::: Excerpted records

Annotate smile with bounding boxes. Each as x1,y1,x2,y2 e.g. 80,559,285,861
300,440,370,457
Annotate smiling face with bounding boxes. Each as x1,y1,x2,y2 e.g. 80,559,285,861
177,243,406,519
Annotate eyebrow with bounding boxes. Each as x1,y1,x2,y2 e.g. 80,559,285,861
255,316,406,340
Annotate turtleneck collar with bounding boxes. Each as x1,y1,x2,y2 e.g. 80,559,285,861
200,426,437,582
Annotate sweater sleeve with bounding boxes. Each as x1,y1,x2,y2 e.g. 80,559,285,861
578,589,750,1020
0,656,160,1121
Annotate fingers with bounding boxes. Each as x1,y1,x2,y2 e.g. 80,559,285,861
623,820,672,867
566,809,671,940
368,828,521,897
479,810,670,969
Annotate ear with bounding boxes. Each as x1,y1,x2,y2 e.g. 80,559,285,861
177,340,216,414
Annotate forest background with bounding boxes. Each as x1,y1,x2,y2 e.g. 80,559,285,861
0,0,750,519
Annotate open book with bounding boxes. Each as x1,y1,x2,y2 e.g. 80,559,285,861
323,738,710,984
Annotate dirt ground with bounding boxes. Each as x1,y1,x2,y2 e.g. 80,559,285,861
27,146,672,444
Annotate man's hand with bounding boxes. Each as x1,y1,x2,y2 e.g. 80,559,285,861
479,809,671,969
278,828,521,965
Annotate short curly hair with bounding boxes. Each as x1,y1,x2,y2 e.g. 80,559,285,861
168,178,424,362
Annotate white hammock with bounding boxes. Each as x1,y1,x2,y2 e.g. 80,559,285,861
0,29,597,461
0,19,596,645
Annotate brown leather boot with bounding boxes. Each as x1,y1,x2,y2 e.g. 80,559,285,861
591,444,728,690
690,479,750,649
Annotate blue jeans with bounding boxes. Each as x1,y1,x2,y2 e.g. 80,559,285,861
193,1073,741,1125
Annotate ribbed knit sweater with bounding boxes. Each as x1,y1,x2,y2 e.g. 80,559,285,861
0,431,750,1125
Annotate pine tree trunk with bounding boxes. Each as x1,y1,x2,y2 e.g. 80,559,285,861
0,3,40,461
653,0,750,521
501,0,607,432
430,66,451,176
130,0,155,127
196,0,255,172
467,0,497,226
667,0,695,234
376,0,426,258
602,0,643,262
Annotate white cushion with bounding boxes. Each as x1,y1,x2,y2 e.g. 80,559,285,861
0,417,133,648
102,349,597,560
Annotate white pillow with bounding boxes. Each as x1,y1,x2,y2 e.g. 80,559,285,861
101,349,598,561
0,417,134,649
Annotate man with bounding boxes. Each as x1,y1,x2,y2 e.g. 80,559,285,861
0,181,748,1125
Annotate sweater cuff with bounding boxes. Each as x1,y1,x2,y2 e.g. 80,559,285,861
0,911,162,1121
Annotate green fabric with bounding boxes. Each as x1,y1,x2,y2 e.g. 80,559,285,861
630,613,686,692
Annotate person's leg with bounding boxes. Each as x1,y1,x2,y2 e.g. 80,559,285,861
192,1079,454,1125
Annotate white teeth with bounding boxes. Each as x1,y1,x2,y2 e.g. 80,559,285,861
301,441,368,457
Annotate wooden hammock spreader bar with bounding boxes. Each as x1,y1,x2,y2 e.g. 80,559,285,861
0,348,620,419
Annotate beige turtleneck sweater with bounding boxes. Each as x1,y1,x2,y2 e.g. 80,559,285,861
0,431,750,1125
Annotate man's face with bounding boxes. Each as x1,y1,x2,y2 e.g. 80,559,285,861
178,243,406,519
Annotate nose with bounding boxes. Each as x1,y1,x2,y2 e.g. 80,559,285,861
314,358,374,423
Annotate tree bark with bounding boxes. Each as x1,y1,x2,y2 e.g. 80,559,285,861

::::::

### Directions
Render everything in the data from the line containing "Annotate sweater cuff" down to the line containing "0,348,620,419", both included, as a JSON list of strings with one string per line and any blank lines omitted.

### The reply
[
  "Annotate sweater cuff with bounding boxes. Each as x1,y1,x2,y2 e.g. 80,559,285,861",
  "0,911,162,1121",
  "Annotate green fabric with bounding boxes. Each as x1,y1,x2,y2 e.g. 80,559,285,861",
  "630,613,686,692",
  "Annotate person's leg with bounding boxes. Each as x1,y1,x2,y2 e.g. 80,559,285,861",
  "192,1079,454,1125",
  "Annotate white teeth with bounding boxes. Each as x1,y1,x2,y2 e.g. 80,559,285,861",
  "301,441,368,457",
  "Annotate wooden hammock spreader bar with bounding boxes. Each as x1,y1,x2,y2 e.g. 80,559,285,861",
  "0,348,620,419"
]